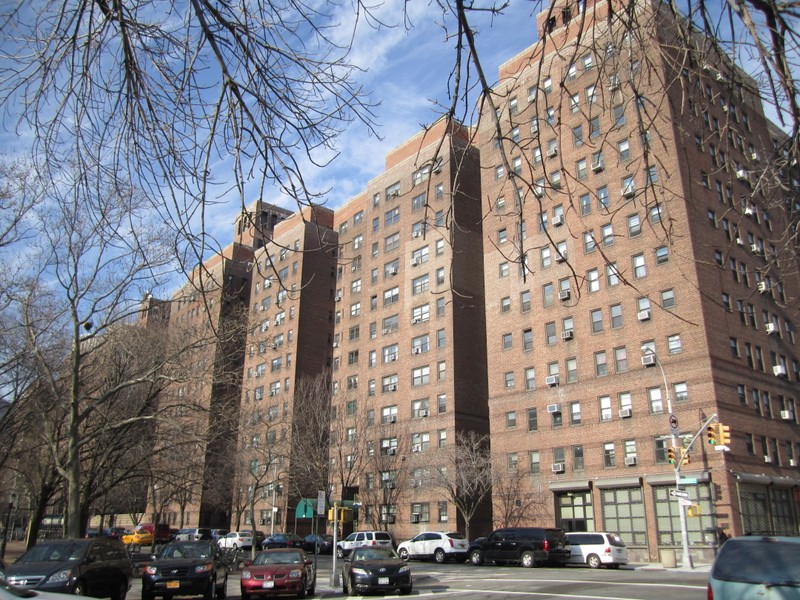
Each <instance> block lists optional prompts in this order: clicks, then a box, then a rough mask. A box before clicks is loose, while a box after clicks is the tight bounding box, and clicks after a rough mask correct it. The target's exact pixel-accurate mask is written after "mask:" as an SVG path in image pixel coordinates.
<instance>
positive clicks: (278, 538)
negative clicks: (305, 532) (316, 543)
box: [261, 533, 305, 550]
mask: <svg viewBox="0 0 800 600" xmlns="http://www.w3.org/2000/svg"><path fill="white" fill-rule="evenodd" d="M304 545H305V544H304V542H303V538H301V537H300V536H299V535H297V534H294V533H273V534H272V535H269V536H267V537H266V539H265V540H264V541H263V542H261V549H262V550H269V549H271V548H300V549H302V548H303V546H304Z"/></svg>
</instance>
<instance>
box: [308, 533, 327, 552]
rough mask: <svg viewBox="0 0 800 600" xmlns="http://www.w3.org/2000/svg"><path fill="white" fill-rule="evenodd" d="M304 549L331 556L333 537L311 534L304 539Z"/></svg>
mask: <svg viewBox="0 0 800 600" xmlns="http://www.w3.org/2000/svg"><path fill="white" fill-rule="evenodd" d="M303 549H304V550H305V551H306V552H311V553H316V554H330V553H332V552H333V536H332V535H328V534H327V533H325V534H322V535H317V534H315V533H310V534H308V535H307V536H306V537H305V538H304V539H303Z"/></svg>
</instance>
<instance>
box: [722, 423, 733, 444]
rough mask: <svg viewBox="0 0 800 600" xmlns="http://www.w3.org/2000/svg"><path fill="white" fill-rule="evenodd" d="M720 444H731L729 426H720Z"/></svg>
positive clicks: (730, 429)
mask: <svg viewBox="0 0 800 600" xmlns="http://www.w3.org/2000/svg"><path fill="white" fill-rule="evenodd" d="M719 443H720V444H722V445H723V446H727V445H728V444H730V443H731V428H730V427H728V426H727V425H722V424H720V426H719Z"/></svg>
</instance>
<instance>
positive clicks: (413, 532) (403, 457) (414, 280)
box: [331, 120, 490, 539]
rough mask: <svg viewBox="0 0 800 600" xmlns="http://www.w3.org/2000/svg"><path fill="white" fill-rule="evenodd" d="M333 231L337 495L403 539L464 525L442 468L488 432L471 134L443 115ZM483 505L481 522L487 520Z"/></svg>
mask: <svg viewBox="0 0 800 600" xmlns="http://www.w3.org/2000/svg"><path fill="white" fill-rule="evenodd" d="M336 227H337V229H338V233H339V243H340V248H341V250H340V261H339V262H340V264H339V267H338V271H337V281H336V292H335V305H336V306H335V316H334V320H335V324H336V325H335V334H334V338H333V342H332V347H333V391H334V395H333V406H334V414H335V421H334V423H333V424H332V434H331V439H332V444H331V470H332V472H331V484H332V487H333V490H334V491H333V496H334V499H341V500H345V501H355V502H357V503H358V504H359V505H360V508H359V510H358V521H357V523H356V526H357V527H359V528H361V529H370V528H372V529H388V530H389V531H390V532H391V533H392V534H393V535H394V537H395V538H396V539H406V538H408V537H411V536H413V535H416V533H419V532H420V531H425V530H429V529H434V530H439V529H458V530H463V527H464V524H463V523H462V522H460V521H459V519H458V518H457V515H456V509H455V506H454V504H453V502H452V501H451V500H450V499H449V496H448V495H447V493H445V491H444V490H443V481H442V478H441V476H440V474H442V473H443V472H444V470H442V469H439V467H443V466H444V465H445V464H447V462H448V461H447V457H448V456H449V455H450V453H451V452H452V449H453V448H454V446H455V443H456V437H457V436H459V435H460V434H463V433H464V432H467V431H474V432H476V433H478V434H486V433H488V420H487V417H488V412H487V404H486V397H487V396H486V352H485V331H484V321H483V315H484V306H483V264H482V251H483V250H482V227H481V212H480V182H479V162H478V155H477V152H476V150H475V148H474V147H473V146H472V145H471V131H470V130H468V129H467V128H465V127H463V126H461V125H459V124H455V123H448V122H447V121H446V120H440V121H438V122H437V123H435V124H434V125H433V126H432V127H431V128H429V129H428V130H426V131H423V132H421V133H419V134H417V135H416V136H414V137H413V138H411V139H410V140H408V141H406V142H404V143H403V144H401V145H400V146H398V147H397V148H395V149H394V150H393V151H392V152H390V153H389V154H388V155H387V157H386V170H385V172H384V173H382V174H381V175H379V176H378V177H376V178H375V179H374V180H372V181H371V182H370V184H369V186H368V188H367V190H366V191H365V192H364V193H363V194H361V195H359V196H358V197H356V198H354V199H353V200H351V201H350V202H349V203H348V204H347V205H345V206H344V207H342V208H341V209H340V210H338V211H337V212H336ZM453 471H454V470H453V469H451V470H450V474H451V475H453ZM487 500H488V498H487ZM485 508H488V506H487V507H483V508H482V509H481V510H479V511H478V512H477V513H476V514H475V516H474V518H473V519H472V520H471V525H472V526H473V527H478V528H480V529H482V530H484V529H486V528H487V527H489V526H490V525H489V522H488V518H489V513H488V510H485Z"/></svg>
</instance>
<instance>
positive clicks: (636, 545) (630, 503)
mask: <svg viewBox="0 0 800 600" xmlns="http://www.w3.org/2000/svg"><path fill="white" fill-rule="evenodd" d="M600 493H601V496H600V503H601V508H602V510H603V529H604V530H605V531H614V532H616V533H619V535H620V536H621V537H622V539H623V540H625V543H626V544H627V545H628V546H641V547H646V546H647V520H646V519H645V511H644V494H643V493H642V488H638V487H632V488H616V489H614V488H612V489H604V490H601V491H600ZM678 531H680V529H679V530H678ZM678 537H680V535H679V536H678Z"/></svg>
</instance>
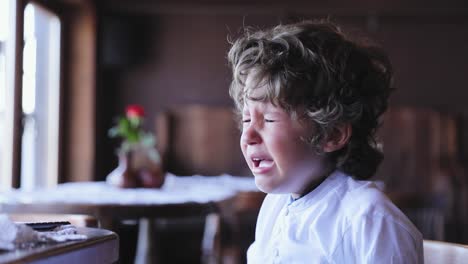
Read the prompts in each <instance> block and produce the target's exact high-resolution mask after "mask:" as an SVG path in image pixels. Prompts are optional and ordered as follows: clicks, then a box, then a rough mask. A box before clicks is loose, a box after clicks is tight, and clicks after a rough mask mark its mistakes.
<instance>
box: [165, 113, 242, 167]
mask: <svg viewBox="0 0 468 264" xmlns="http://www.w3.org/2000/svg"><path fill="white" fill-rule="evenodd" d="M235 118H236V117H235V113H234V109H233V108H231V107H214V106H205V105H185V106H180V107H178V108H176V109H173V110H169V111H166V112H162V113H159V114H158V116H157V119H156V135H157V137H158V148H159V150H160V151H161V153H162V155H163V158H164V162H165V166H166V170H167V171H169V172H172V173H174V174H176V175H194V174H201V175H220V174H223V173H228V174H231V175H250V171H249V170H248V167H247V165H246V163H245V161H244V158H243V156H242V153H241V150H240V147H239V137H240V131H239V129H238V127H237V122H236V120H235Z"/></svg>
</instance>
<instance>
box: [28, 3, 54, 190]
mask: <svg viewBox="0 0 468 264" xmlns="http://www.w3.org/2000/svg"><path fill="white" fill-rule="evenodd" d="M23 37H24V50H23V93H22V94H23V98H22V109H23V115H24V119H23V122H24V129H23V135H22V145H21V147H22V149H21V188H23V189H26V190H31V189H35V188H38V187H52V186H54V185H56V184H57V179H58V138H59V131H58V130H59V111H58V110H59V102H60V100H59V98H60V93H59V82H60V21H59V19H58V17H57V16H56V15H54V14H53V13H51V12H50V11H48V10H46V9H44V8H42V7H41V6H39V5H36V4H28V5H27V6H26V9H25V10H24V36H23Z"/></svg>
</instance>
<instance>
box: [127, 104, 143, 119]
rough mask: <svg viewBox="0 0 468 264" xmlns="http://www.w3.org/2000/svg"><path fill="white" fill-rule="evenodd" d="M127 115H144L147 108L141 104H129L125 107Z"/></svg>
mask: <svg viewBox="0 0 468 264" xmlns="http://www.w3.org/2000/svg"><path fill="white" fill-rule="evenodd" d="M125 114H126V115H127V117H144V116H145V110H144V109H143V107H141V106H140V105H129V106H127V108H126V109H125Z"/></svg>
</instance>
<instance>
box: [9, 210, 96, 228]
mask: <svg viewBox="0 0 468 264" xmlns="http://www.w3.org/2000/svg"><path fill="white" fill-rule="evenodd" d="M8 216H9V218H10V219H11V220H12V221H13V222H24V223H34V222H61V221H68V222H70V224H72V225H74V226H76V227H98V225H99V223H98V220H97V218H96V217H94V216H91V215H82V214H28V213H16V214H9V215H8Z"/></svg>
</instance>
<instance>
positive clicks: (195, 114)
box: [156, 105, 265, 263]
mask: <svg viewBox="0 0 468 264" xmlns="http://www.w3.org/2000/svg"><path fill="white" fill-rule="evenodd" d="M238 119H240V117H237V115H236V113H235V109H234V108H232V107H222V106H208V105H183V106H179V107H177V108H174V109H169V110H167V111H165V112H162V113H159V114H158V116H157V118H156V135H157V137H158V148H159V149H160V151H161V153H162V156H163V157H164V163H165V164H166V169H167V170H168V171H171V172H173V173H176V174H182V175H184V174H186V175H192V174H202V175H219V174H222V173H229V174H232V175H244V176H249V175H251V172H250V170H249V168H248V166H247V164H246V162H245V160H244V157H243V155H242V152H241V149H240V145H239V140H240V129H239V128H240V127H239V126H240V122H238ZM264 196H265V195H264V194H263V193H261V192H259V191H258V190H255V191H253V192H242V193H238V194H237V195H236V198H235V199H234V203H233V206H232V210H231V211H230V212H229V214H228V215H223V216H222V219H217V218H216V217H213V218H212V220H213V223H219V225H220V226H219V227H218V229H219V230H218V231H220V232H222V233H223V234H224V236H223V238H222V239H221V245H220V248H219V251H222V252H223V253H221V252H218V253H217V254H221V255H223V257H222V258H223V262H226V263H230V262H234V263H242V260H243V259H245V256H244V255H245V251H246V249H247V246H248V245H250V244H251V243H252V242H253V240H254V232H255V223H256V219H257V215H258V211H259V209H260V205H261V202H262V201H263V197H264ZM196 228H199V227H196V226H194V227H193V229H196ZM173 229H174V232H175V231H176V230H178V228H177V226H174V227H173ZM223 231H224V232H223ZM226 258H229V259H230V260H227V259H226Z"/></svg>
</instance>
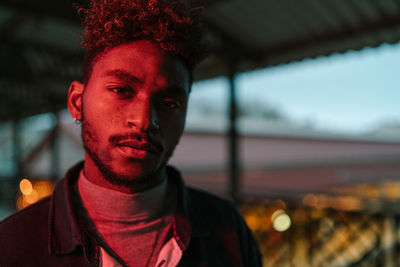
···
ABOUT THIS EXERCISE.
Starting at the beginning of the items and ending at the line that contains "box: [261, 533, 305, 550]", put those lines into a JSON list of strings, one string per line, with blank lines dropped and the pictures left out.

WRITTEN RESPONSE.
[
  "Each <instance> block lists optional prompts in this order: clicks, then a box, then a rough mask. A box before clicks is loose, while a box after clicks is the tight bounding box, and clicks after a rough mask correct it. The target's exact pixel-accurate mask is written after \"mask:\" as an SVG path in image pixel coordinates.",
  "<instance>",
  "positive clicks: (278, 538)",
  "negative clicks: (305, 532) (316, 543)",
  "box: [261, 533, 305, 550]"
]